* Zu lesender Text:
===============
# mehrere Bilder zusammenschneiden zu EINEM!Hilfe gesucht!



## matthäus (6. Oktober 2005)

*hi! ich möchte ein poster erstellen von unsrer abschlussfahrt von der 10.klasse.ich möchte viele fotos(nur die gesichter ausschneiden)und zusammenschneiden zu einem großen Poster.Kann man das gut mit den ebenen bearbeiten hinkriegen?bitte helft mir.wär echt nett.danke*!


----------



## Leola13 (6. Oktober 2005)

Hai,

hattest du in deinen 10 Schuljahren keinen Deutsch Unterricht ?  ;-] 
Hier wird auf eine korrekte Schreibweise wert gelegt. Hast du ja auch bei der Anmeldung bestätigt.
Es besteht auch keinerlei Verpflichtung alles in Fettschrift zu schreiben.

Vorschlag zur Lösung des Problems :

Wenn du wirklich nur die Gesichter ausschneiden willst, dann such dir einen passenden "Hintergrund". Ich hab mal ein Bild gesehen wo die Blätter eines Baumes durch Gesichter ersetzten worden sind. Passt hier vielleicht nicht so ganz.

Du musst die einzelnen Gesichter in eine geöffnete Photoshop Datei einfügen. (Öffnen der z.B. JPG_Datei und dann rüberziehen). Dann eine Ebenmaske anlegen und die Bildteile, die nicht zu sehen sein sollen "wegsprühen". Dann das Ganze so positionieren wie du willst und das Ganze noch ca. 25 mal für die restlichen Fotos.
===============
* Bereitgestelltes Material:
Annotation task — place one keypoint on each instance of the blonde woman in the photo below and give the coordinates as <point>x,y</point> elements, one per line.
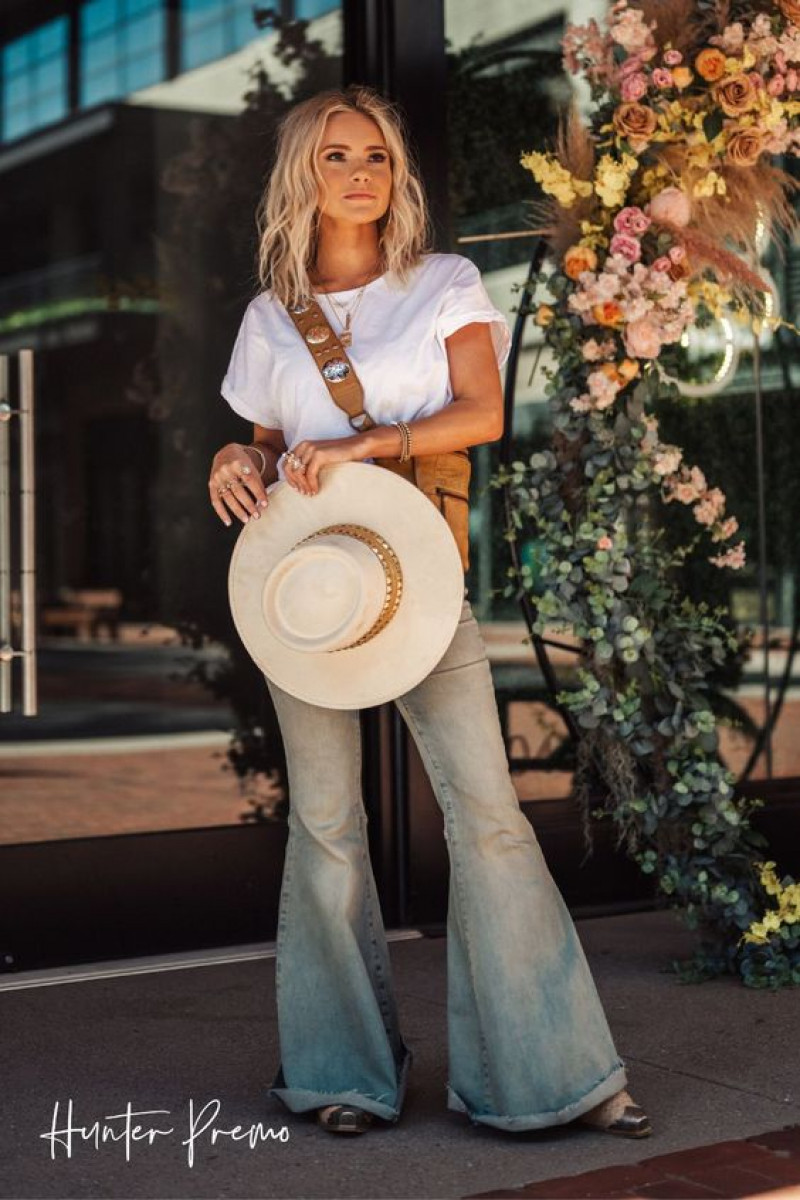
===============
* Kurze Aufgabe 1: Wie oft muss man den Vorgang laut dem Forumstext zum Fotoposter ungefähr für die restlichen Fotos wiederholen?
* Kurze Aufgabe 2: Ändere bitte im Forumstext zum Fotoposter den Abschnitt von "hattest du in" bis "Fettschrift zu schreiben.", indem du "Fettschrift" durch "Großbuchstaben" ersetzt, und gib ihn so wieder.
* Kurze Aufgabe 3: Führe den Forumstext zum Fotoposter dort weiter, wo er endet.
Das Material spielt hierfür keine Rolle.

* Ergebnis 1: Etwa 25 Mal.

* Ergebnis 2:
hattest du in deinen 10 Schuljahren keinen Deutsch Unterricht ?  ;-] 
Hier wird auf eine korrekte Schreibweise wert gelegt. Hast du ja auch bei der Anmeldung bestätigt.
Es besteht auch keinerlei Verpflichtung alles in Großbuchstaben zu schreiben.

* Ergebnis 3:
Ciao Stefan


----------



## khutter (6. Oktober 2005)

Hi Rookie,

das ist eigentlich ziemlich einfach. 

Bilder öffnen, dann neue Datei in Postergrösse erstellen. Dann die einzelnen Köpfe markieren
und kopieren strg c, danach strg v im Poster klicken oder einfach mit der Maus ins Poster ziehen.

Die einzelnen Bilder werden nun reinkopiert, für jedes wird automatisch eine neue Ebene erstellt.
Wenn du nun auf die einzelnen Ebenen gehst, kannst du jedes Bild einzeln 
bearbeiten, bewegen, transformieren, etc. etc

Viel Spass. Karin


----------



## matthäus (8. Oktober 2005)

danke.sorry wegen der unkorrekten schreibweise.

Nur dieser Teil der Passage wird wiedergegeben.